**Work order:** Transcribe the passage of the article on Acorda's deal for Civitas between "Now Acorda, best" and "an additional trial.", inclusive.

**Selected excerpt:**
_ _ _ _
Those pills, while a mainstay of care, have the drawback of producing erratic levels of the drug in the bloodstream. Large protein molecules from food can block L-dopa before it is absorbed in the intestines, and this can lead to what’s known as “off episodes,” when patients’ medications stop working and their symptoms reappear. Civitas’ pitch was to give patients the option to take a puff of CVT-301 when those episodes occur—the idea being, by delivering the drug through the lungs and avoiding the gut, Civitas could circumvent the absorption problems. Co-founder and former CEO Glenn Batchelder told Xconomy last year that the plan would be to ultimately show that the technology could apply to a number of other therapies (Mark Iwicki stepped in for Batchelder in January).
So far, Civitas has produced enough encouraging results to get close to a Phase 3 test. It completed a Phase 2b trial of CVT-301 in April, and then raised a big $55 million round on Aug. 25 and turned around two days later to file for an IPO. Civitas was on the cusp of pricing that offering. Just last week, it revealed its intent to sell 5 million shares at $14 to $16 apiece. At the midpoint of that range, Civitas would’ve had a fully-diluted market capitalization of $403 million, according to IPO research firm Renaissance Capital. The Acorda deal, however, wipes that all away.
“We were working the last few days literally night and day to get this done,” Cohen said on the call this morning.
Now Acorda, best known for dafampridine (Ampyra, the drug that helps improve walking in multiple sclerosis patients), will take on the responsibility of seeing CVT-301 through and getting a return on its investment. Cohen said the FDA has indicated Acorda will have to run one additional efficacy study, and additional safety studies to win approval. The drug, which is self-administered via a pen-sized device, hasn’t been shown any significant safety signals to this point, such as troublesome dyskinesia (involuntary muscle movements), though Acorda will have to show those good signs continue in an additional trial.
Cohen said that Acorda has been following Civitas closely since the fall of 2012, and that it gives the company a late-stage asset “squarely within Acorda’s scientific focus,” the chance to begin generating revenue outside the U.S. (Civitas owned worldwide rights to CVT-301, and Biogen Idec has non-U.S. rights to dalfampridine), and a technology it can use to develop other therapies.
“This is something that is potentially applicable wherever you have drugs with similar quantities that are required and which for whatever reason are not optimal when delivered through an oral route,” Cohen said, without identifying specific opportunities. “You can load far more drug substance into it for delivery then you can for other inhalable technologies.”
_ _ _ _
**Recorded data:**
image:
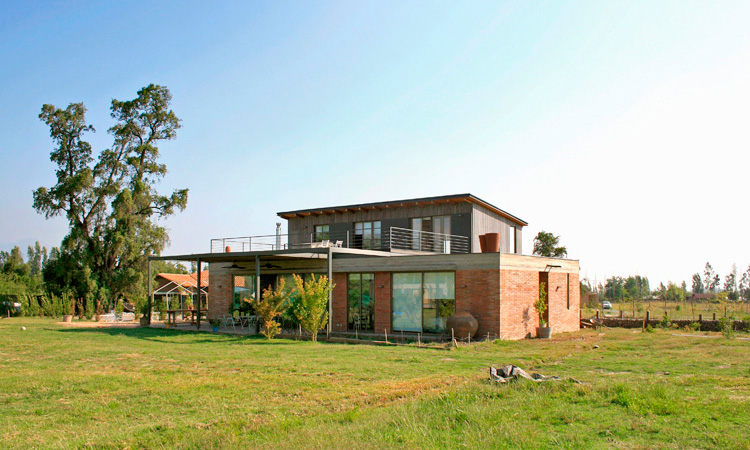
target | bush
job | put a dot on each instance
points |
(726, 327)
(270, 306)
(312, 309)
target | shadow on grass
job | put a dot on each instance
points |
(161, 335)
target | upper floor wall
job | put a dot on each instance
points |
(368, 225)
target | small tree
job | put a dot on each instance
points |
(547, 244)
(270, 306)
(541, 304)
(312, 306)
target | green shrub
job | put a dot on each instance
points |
_ _ _ _
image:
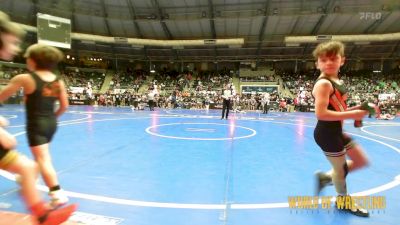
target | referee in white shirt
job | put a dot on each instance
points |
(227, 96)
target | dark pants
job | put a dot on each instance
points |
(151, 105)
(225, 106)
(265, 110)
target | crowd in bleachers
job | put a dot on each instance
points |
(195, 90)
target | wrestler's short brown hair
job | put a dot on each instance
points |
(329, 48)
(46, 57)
_ _ _ _
**Reply to the exercise:**
Now Acorda, best known for dafampridine (Ampyra, the drug that helps improve walking in multiple sclerosis patients), will take on the responsibility of seeing CVT-301 through and getting a return on its investment. Cohen said the FDA has indicated Acorda will have to run one additional efficacy study, and additional safety studies to win approval. The drug, which is self-administered via a pen-sized device, hasn’t been shown any significant safety signals to this point, such as troublesome dyskinesia (involuntary muscle movements), though Acorda will have to show those good signs continue in an additional trial.